TASK TO COMPLETE
Reproduce the material below verbatim, but omit the pictures.

-- BEGIN --

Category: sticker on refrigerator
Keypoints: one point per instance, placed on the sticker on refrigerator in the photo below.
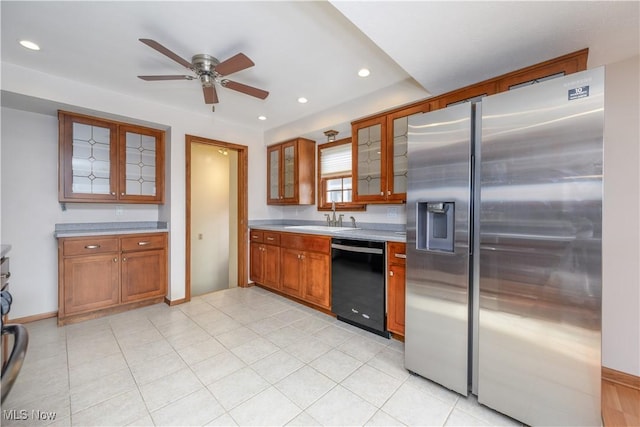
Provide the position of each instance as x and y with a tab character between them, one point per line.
579	92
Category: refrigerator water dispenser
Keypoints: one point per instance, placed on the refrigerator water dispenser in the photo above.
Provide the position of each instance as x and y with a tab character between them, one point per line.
435	226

-- END --

SOLUTION BELOW
Category: sticker on refrigerator
Keypoints: one point per instance, placed on the sticker on refrigerator in the photo below.
Provide the position of each instance as x and y with a tab character between them, one point per line.
579	92
Category: refrigerator water dispenser
Keypoints: one point per instance, placed on the refrigerator water dispenser in the photo above.
Provide the position of each instance as x and y with a tab character between them, one point per line.
435	226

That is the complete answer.